Task goal: Rewrite the material below, changing each "labeling batch" to "annotation batch" and leaving everything else as it is.

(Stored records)
------------------------------

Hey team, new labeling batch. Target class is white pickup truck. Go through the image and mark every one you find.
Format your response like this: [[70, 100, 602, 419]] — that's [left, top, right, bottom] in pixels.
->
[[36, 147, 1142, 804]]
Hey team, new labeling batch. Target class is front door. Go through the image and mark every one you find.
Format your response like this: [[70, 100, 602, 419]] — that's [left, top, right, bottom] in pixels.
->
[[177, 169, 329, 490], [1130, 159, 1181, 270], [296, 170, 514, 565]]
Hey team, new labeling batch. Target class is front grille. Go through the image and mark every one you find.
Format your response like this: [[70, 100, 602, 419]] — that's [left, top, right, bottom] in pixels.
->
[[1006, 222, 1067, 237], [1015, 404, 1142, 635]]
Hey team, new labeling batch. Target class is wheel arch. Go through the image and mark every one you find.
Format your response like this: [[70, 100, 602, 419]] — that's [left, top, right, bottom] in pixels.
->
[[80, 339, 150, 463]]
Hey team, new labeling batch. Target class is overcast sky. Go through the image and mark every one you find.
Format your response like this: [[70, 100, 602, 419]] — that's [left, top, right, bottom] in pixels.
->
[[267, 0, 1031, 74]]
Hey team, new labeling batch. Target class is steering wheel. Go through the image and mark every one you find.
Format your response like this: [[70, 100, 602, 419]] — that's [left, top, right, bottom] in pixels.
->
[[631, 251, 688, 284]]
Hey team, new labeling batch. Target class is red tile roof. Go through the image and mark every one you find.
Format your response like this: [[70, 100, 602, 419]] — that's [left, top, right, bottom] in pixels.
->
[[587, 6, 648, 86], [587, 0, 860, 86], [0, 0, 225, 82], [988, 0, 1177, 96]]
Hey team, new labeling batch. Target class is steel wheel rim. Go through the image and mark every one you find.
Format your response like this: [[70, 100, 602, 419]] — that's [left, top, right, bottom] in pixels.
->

------------------------------

Finished answer:
Hey team, new annotation batch. Target class is white pickup truck. Go through the image and mark every one you find.
Format your response like this: [[70, 100, 602, 419]] — that's [left, top, right, bottom] in pixels.
->
[[36, 147, 1142, 804]]
Hey team, new annotation batch. Target class is front door. Go through the image and mark every one you find.
Format your response like this: [[70, 100, 602, 419]] — that's [left, top, right, bottom] in pixels.
->
[[177, 169, 329, 490], [1130, 159, 1181, 270], [296, 170, 514, 565]]
Hey team, new annotation batch. Target class is front grille. Go through the image and mark every one you find.
Format your response like this: [[70, 100, 602, 419]] — that's [left, top, right, bottom] in pixels.
->
[[1006, 222, 1067, 237], [1015, 404, 1142, 635]]
Hey team, new annotation batch. Target class is wheel arch. Go through the image and mark every one you find.
Format your response like this: [[70, 100, 602, 419]] — that's [left, top, right, bottom] in pixels.
->
[[80, 339, 150, 463]]
Hey team, new annotation batch. Target class is overcast sky. Go through the image and mark every one you find.
Format your response like this: [[70, 100, 602, 419]] — that's [left, top, right, bottom] in pixels.
->
[[267, 0, 1031, 74]]
Hey team, new annotation batch. Target class is steering wheel. Go through the image and mark every one you find.
Format your response like this: [[70, 100, 602, 419]] — that's [left, top, right, bottom] in pixels.
->
[[631, 251, 688, 284]]
Hey team, new annotation batch. Target class is red tile roof. Go through the image and mark every one you find.
Format your response like this: [[70, 100, 602, 419]] — that's [left, top, right, bottom] in pixels.
->
[[587, 6, 648, 86], [587, 0, 860, 86], [0, 0, 225, 82], [988, 0, 1177, 96]]
Hey team, new annotation batch. Target class is steel wheel rim. Go through the image and mark every one you find.
Format your response like this: [[70, 100, 602, 419]] — that's [left, top, right, bottom] in pixels.
->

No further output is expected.